Check the listing that follows and work out how many lines include "with". The reply is that number alone.
**** Records to use
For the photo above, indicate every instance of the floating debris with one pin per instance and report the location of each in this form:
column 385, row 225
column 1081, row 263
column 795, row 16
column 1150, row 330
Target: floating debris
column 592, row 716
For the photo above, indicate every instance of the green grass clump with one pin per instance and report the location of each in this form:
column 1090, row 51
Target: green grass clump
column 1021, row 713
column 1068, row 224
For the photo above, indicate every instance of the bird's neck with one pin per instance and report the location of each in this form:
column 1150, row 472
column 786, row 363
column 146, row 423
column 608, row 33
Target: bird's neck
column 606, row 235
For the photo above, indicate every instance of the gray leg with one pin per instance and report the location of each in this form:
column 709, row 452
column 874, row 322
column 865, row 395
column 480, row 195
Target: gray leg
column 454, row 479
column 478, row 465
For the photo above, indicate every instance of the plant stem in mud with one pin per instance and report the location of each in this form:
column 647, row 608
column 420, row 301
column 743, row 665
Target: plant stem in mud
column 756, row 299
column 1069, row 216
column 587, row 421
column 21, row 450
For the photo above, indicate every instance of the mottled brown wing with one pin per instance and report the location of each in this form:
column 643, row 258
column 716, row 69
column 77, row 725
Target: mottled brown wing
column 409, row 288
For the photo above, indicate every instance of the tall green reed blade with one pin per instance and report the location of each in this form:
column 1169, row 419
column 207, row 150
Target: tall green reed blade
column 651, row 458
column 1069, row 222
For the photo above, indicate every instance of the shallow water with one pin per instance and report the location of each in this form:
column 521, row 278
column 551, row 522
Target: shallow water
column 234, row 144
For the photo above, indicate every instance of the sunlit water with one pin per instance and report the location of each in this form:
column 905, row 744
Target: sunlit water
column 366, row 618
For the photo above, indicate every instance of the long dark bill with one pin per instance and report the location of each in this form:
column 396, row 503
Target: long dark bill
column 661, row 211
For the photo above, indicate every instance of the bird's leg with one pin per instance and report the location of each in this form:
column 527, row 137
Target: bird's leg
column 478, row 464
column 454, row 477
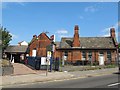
********
Response for this exercise | 11